- Records shown -
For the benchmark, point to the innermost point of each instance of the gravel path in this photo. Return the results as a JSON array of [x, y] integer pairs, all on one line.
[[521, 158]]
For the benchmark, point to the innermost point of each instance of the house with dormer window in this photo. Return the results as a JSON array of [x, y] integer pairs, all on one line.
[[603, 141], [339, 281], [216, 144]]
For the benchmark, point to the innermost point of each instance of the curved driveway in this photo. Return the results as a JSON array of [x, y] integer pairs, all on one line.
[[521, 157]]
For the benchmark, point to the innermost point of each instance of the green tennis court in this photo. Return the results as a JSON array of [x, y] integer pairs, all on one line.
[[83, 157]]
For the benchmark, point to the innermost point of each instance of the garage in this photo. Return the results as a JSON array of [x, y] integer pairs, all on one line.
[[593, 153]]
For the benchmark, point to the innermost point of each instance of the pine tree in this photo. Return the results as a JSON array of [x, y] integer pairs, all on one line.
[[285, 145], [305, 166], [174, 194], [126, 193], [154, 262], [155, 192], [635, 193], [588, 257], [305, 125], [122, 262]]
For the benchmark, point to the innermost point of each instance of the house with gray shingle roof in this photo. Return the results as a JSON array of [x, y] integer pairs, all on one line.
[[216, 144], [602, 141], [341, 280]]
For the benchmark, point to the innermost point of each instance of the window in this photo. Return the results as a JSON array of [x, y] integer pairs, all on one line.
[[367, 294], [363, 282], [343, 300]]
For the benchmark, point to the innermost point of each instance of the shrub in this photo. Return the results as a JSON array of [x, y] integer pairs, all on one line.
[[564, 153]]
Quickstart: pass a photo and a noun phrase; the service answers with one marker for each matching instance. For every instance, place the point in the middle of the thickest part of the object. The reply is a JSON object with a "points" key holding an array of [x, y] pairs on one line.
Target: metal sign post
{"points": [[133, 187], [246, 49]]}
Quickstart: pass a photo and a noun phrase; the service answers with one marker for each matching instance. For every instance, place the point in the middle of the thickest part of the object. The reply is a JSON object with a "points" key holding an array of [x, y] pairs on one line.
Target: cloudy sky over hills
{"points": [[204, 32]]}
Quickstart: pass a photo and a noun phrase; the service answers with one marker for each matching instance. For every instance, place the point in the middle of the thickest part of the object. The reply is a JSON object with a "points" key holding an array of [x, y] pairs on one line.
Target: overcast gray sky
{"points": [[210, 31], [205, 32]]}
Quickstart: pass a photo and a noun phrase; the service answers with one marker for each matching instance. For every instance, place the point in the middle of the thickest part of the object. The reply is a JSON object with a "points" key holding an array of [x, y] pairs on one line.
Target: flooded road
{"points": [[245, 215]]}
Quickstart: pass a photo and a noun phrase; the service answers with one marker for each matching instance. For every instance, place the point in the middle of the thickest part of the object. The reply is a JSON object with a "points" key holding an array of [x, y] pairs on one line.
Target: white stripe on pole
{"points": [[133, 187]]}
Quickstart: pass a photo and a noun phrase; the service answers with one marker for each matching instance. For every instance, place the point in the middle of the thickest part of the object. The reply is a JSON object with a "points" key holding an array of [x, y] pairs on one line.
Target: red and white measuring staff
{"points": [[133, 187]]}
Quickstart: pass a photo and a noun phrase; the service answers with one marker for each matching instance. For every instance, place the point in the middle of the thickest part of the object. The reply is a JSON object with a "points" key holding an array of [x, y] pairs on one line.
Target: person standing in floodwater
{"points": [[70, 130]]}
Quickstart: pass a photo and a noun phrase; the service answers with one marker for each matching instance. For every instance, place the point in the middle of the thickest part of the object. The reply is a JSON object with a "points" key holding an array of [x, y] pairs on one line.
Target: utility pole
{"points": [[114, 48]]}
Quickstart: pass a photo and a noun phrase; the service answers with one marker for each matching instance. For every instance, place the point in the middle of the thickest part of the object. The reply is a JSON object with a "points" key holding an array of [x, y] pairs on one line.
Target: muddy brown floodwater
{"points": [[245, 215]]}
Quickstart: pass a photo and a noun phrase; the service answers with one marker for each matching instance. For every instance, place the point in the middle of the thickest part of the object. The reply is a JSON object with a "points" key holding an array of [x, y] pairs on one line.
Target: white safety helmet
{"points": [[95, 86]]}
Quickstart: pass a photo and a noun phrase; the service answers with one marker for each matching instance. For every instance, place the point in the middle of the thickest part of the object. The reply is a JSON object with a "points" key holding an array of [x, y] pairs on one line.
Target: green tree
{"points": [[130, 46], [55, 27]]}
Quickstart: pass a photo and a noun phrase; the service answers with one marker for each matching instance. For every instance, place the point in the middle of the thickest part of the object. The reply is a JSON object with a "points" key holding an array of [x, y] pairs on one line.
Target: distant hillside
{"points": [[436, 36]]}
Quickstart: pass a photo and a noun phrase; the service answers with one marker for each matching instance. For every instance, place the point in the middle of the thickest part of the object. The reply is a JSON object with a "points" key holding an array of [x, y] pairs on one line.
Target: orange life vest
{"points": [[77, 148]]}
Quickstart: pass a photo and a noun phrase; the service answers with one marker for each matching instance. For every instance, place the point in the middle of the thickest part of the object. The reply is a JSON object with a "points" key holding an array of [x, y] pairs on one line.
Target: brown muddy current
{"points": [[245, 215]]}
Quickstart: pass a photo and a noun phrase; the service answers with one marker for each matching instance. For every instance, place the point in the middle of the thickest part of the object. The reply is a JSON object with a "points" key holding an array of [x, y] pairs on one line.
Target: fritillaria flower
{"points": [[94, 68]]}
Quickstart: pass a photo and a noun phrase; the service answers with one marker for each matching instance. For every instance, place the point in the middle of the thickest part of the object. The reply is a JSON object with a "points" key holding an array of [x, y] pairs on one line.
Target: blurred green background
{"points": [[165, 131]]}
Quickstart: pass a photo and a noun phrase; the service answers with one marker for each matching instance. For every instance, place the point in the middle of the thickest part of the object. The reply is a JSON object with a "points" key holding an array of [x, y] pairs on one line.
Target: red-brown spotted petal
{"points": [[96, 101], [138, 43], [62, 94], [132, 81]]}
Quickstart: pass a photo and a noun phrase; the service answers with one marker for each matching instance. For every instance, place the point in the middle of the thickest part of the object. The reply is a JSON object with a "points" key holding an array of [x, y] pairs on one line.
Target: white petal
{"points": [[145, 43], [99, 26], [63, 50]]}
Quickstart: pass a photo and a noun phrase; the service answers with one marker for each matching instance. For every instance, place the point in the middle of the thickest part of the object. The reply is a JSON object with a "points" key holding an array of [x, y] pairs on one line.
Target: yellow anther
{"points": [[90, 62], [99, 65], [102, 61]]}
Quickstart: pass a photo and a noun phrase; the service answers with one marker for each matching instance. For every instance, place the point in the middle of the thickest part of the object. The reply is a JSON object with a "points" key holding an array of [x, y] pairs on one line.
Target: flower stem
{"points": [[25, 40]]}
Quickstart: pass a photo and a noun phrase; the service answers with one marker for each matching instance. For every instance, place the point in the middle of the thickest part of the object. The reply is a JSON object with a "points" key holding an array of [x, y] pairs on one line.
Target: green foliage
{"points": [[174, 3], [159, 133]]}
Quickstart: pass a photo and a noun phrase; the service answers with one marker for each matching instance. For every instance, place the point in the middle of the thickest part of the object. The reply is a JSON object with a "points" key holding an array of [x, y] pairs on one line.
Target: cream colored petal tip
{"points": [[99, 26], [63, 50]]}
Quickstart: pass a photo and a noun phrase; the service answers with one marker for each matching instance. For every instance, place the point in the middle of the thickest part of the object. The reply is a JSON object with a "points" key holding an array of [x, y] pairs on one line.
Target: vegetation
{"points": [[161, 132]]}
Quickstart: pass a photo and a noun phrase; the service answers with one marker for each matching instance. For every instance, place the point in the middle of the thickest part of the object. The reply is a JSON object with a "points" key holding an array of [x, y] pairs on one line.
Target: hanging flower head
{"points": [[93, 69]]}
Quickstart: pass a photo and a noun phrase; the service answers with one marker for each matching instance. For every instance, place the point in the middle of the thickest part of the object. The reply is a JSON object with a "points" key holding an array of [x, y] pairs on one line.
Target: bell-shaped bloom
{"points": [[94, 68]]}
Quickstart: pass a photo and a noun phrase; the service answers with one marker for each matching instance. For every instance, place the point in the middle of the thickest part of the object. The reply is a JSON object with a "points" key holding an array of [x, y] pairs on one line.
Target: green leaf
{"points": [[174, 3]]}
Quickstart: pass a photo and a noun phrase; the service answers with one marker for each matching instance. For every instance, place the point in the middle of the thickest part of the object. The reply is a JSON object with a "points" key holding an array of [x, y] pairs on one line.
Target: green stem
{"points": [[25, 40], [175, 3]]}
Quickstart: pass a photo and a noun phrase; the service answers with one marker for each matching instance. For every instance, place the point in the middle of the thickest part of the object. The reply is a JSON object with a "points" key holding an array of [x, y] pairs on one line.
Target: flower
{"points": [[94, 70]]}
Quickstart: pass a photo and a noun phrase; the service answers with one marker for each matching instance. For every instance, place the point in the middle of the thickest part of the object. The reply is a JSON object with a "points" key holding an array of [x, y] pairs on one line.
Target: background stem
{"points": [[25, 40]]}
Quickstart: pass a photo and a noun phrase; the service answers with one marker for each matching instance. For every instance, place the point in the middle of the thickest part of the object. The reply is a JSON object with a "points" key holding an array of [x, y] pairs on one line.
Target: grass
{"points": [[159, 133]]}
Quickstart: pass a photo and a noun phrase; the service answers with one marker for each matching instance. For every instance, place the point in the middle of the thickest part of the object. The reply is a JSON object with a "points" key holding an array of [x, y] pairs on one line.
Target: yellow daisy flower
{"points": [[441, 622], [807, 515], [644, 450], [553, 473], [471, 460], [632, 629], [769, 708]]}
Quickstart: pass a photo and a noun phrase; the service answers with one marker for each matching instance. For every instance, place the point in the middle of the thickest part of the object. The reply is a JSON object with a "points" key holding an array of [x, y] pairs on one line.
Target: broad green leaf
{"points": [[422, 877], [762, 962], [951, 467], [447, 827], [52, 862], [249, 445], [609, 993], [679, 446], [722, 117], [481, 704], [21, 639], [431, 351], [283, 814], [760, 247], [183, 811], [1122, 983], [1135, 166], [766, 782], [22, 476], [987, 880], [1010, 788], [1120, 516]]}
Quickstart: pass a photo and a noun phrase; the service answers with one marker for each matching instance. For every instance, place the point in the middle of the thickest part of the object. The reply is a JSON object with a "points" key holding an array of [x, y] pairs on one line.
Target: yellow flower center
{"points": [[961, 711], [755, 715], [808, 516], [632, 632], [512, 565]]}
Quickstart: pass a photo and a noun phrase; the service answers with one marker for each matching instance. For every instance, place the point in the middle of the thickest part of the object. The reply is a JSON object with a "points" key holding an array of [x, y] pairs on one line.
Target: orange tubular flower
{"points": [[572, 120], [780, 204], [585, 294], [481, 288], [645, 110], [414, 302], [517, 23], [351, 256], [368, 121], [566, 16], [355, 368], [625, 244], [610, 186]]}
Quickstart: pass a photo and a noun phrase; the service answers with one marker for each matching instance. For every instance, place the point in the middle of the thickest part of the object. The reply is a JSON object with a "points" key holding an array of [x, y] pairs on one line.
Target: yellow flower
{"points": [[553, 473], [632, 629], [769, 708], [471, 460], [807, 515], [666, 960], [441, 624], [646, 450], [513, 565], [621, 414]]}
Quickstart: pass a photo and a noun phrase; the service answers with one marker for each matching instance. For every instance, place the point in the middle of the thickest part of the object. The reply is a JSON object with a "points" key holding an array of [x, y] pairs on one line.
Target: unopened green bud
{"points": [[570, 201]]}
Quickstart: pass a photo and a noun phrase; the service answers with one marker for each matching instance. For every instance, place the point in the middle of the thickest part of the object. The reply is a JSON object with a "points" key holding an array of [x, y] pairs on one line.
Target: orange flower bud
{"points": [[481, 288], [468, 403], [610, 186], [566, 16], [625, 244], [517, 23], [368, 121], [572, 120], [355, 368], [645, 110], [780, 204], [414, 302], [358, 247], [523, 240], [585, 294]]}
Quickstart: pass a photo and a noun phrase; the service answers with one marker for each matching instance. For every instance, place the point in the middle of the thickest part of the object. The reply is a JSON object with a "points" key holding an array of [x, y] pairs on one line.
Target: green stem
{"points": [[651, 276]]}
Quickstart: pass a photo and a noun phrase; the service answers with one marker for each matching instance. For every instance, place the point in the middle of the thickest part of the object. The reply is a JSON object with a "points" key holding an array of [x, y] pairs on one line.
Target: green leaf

- Exercise prompt -
Put everything from the start of the data down to and including the line containing "[[521, 158]]" into a two-column CSV with the header input,output. Each row should hold one input and its output, with each value in a single quoted field and line breaks replaced by spaces.

- Result -
input,output
"For the benchmark, point to the innermost point of each instance of the gravel path in this photo. Return the results as a JSON array of [x, y] integer pairs, all on one line.","[[521, 158]]"